- Problem requirements
The data shown below should all be retyped exactly.

────────

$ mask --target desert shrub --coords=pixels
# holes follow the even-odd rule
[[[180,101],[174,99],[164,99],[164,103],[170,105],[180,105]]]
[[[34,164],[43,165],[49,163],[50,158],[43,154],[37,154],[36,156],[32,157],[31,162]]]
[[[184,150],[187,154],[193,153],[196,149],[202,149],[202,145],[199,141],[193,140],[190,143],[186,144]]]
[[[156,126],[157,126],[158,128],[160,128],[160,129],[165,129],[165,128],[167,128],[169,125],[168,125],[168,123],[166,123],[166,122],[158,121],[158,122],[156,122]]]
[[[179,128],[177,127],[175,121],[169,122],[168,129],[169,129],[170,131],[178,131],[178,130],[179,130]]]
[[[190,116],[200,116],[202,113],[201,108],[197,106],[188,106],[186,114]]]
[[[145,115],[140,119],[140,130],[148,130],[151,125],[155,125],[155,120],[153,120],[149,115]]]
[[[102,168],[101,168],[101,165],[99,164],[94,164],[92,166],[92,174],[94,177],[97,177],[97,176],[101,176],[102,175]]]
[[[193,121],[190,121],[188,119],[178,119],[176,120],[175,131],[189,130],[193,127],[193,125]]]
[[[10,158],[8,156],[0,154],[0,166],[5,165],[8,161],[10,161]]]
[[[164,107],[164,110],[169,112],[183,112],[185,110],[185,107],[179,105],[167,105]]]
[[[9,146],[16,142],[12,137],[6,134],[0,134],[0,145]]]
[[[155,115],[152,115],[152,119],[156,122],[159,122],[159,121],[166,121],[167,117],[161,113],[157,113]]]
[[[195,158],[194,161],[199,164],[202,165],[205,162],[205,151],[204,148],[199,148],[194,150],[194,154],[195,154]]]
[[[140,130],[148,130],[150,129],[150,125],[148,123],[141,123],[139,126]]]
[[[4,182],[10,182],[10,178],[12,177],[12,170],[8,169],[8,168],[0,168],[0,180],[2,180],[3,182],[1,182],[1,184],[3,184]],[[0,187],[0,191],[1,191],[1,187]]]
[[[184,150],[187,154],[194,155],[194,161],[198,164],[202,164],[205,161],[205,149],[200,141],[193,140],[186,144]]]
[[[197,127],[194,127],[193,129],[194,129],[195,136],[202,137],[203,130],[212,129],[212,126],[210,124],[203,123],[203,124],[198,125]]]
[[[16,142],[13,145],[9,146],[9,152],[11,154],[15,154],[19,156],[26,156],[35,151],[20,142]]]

────────

- Answer to the problem
$ mask --target desert shrub --coords=pixels
# holes follow the even-odd rule
[[[180,101],[174,99],[164,99],[164,103],[170,105],[180,105]]]
[[[34,164],[43,165],[49,163],[50,158],[43,154],[37,154],[36,156],[32,157],[31,162]]]
[[[184,150],[187,154],[193,153],[196,149],[202,149],[202,145],[199,141],[193,140],[190,143],[186,144]]]
[[[156,126],[157,126],[158,128],[160,128],[160,129],[165,129],[165,128],[167,128],[169,125],[168,125],[168,123],[166,123],[166,122],[158,121],[158,122],[156,122]]]
[[[179,128],[177,127],[175,121],[169,122],[168,129],[169,129],[170,131],[178,131],[178,130],[179,130]]]
[[[190,116],[200,116],[202,113],[201,108],[197,106],[188,106],[186,114]]]
[[[145,115],[140,119],[140,130],[148,130],[151,125],[155,125],[155,120],[153,120],[149,115]]]
[[[102,168],[101,168],[101,165],[99,164],[94,164],[92,166],[92,174],[94,177],[97,177],[97,176],[101,176],[102,175]]]
[[[193,121],[190,121],[188,119],[178,119],[176,120],[175,131],[189,130],[193,127],[193,125]]]
[[[10,158],[8,156],[0,154],[0,166],[5,165],[8,161],[10,161]]]
[[[164,107],[164,110],[169,112],[183,112],[185,110],[185,107],[179,105],[167,105]]]
[[[9,146],[16,142],[12,137],[6,134],[0,134],[0,145]]]
[[[155,115],[152,115],[152,119],[156,122],[159,122],[159,121],[166,121],[167,117],[161,113],[157,113]]]
[[[195,158],[194,161],[199,164],[202,165],[205,162],[205,151],[204,148],[199,148],[194,150],[194,154],[195,154]]]
[[[140,130],[148,130],[150,129],[150,125],[148,123],[141,123],[139,126]]]
[[[4,182],[10,182],[10,178],[12,177],[12,170],[8,169],[8,168],[0,168],[0,180],[2,180],[3,182],[1,182],[1,184],[3,184]],[[0,187],[0,191],[1,191],[1,187]]]
[[[184,150],[187,154],[194,155],[194,161],[198,164],[202,164],[205,161],[205,149],[200,141],[193,140],[186,144]]]
[[[197,127],[194,127],[193,129],[194,129],[195,136],[202,137],[203,130],[212,129],[212,126],[210,124],[203,123],[203,124],[198,125]]]
[[[16,142],[13,145],[9,146],[9,152],[11,154],[15,154],[19,156],[26,156],[35,151],[20,142]]]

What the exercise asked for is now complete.